(TASK INPUT begins)

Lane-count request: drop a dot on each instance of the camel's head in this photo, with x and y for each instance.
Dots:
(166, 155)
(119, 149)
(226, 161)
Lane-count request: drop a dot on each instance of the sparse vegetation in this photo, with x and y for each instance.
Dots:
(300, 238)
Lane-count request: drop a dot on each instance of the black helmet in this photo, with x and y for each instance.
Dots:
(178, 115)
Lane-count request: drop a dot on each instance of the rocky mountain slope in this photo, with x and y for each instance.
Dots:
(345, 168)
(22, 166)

(TASK INPUT ends)
(TASK INPUT begins)

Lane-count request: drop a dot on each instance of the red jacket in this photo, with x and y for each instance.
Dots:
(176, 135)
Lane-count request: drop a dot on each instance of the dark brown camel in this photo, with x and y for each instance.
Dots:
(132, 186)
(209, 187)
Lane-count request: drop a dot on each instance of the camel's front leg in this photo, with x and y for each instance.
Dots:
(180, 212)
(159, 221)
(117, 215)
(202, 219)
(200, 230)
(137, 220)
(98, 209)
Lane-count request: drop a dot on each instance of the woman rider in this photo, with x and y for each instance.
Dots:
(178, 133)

(TASK INPUT ends)

> **ASSIGNED TASK**
Line tally for "Lane": say how many lines of the records above contain it, and give nothing but the number.

> **SOLUTION**
8